Según el fragmento del documento, ¿con qué se pagarían las indemnizaciones si la inyección llegara a provocar efectos adversos?

Fragmento del documento:
★ ★ ★

El nuevo coronavirus es tan malo, que resulta preciso inyectarnos sustancias cuya composición ignoramos —tanto civiles rasos como médicos especializados— y cuyas pruebas de seguridad fueron hechas a las apuradas. Ante cualquier reacción alérgica o cuadro de intoxicación, no tendríamos manera de saber a qué cuernos nuestro cuerpo está reaccionando. Si la inyección llegara eventualmente a provocar efectos adversos, los laboratorios no se someterían a la legislación Argentina ni se harían cargo de pagar indemnizaciones, sino que éstas serían costeadas por nuestros fondos públicos. Y si, entre tan nebuloso desodorante de ambiente mediático, algunas letras chicas nos huelen a podrido, el problema hemos de ser nosotros, de modo que pasaremos a ser inmediatamente catalogados como antivacunas, teóricos de la conspiración, o algún otro vituperio arrojadizo de moda. Pues que los prestigiosos laboratorios manifiesten no confiar en sus propias vacunas es comprensible, pero que un ciudadano cualquiera adhiera a esa desconfianza es sencillamente imperdonable. Dicho de otro modo, una vez más hallamos relucientes perlas pandémicas que muy torpemente encajan con el pegamento publicitario oficial de la “salud pública” y la protección de la población mediante medidas dictatoriales, en tanto, por el contrario, resultan fácilmente enhebrables con el hilo de las intenciones de siempre de la oligarquía corporativista internacional.

Aníbal Domínguez: Pantomidemia - Imposición de una Nueva SubNormalidad mediante la Moralidad de la Obediencia. Marzo 2021, páginas 101-102.

★ ★ ★

Entradas proporcionadas:
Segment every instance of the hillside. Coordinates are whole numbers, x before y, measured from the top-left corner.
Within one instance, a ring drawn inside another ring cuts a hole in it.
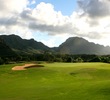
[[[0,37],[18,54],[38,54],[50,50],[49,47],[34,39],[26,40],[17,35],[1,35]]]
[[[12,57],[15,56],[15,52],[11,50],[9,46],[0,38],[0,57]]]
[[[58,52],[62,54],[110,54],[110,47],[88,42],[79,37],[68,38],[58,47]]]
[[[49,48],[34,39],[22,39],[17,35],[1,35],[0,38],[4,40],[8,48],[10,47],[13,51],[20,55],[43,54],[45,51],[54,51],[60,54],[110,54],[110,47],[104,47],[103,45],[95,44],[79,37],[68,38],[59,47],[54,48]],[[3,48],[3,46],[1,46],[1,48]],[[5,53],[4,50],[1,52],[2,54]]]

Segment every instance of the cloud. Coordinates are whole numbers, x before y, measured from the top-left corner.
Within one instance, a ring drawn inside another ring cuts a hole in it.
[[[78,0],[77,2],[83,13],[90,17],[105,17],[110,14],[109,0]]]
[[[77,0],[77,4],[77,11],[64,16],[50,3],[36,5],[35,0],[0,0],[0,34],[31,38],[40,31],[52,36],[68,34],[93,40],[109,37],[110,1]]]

★ ★ ★

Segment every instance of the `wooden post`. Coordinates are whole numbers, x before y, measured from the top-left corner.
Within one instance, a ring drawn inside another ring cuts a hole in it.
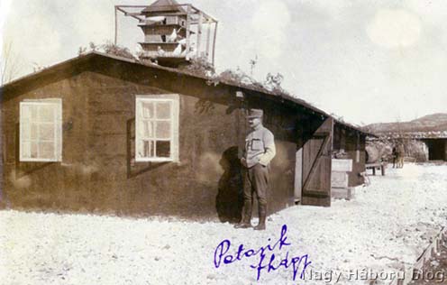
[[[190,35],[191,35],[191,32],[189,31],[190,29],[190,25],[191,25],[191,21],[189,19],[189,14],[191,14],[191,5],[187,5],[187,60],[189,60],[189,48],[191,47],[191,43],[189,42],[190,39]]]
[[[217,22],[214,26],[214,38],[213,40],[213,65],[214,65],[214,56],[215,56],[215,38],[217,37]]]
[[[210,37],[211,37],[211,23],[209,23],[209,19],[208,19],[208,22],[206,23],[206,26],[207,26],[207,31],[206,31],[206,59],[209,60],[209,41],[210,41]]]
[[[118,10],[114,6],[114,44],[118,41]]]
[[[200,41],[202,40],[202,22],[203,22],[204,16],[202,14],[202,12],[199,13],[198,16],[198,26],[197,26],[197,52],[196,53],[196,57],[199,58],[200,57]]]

★ ★ ★

Resultado del ejercicio: Se pagarían con nuestros fondos públicos, porque los laboratorios no se harían cargo de ellas.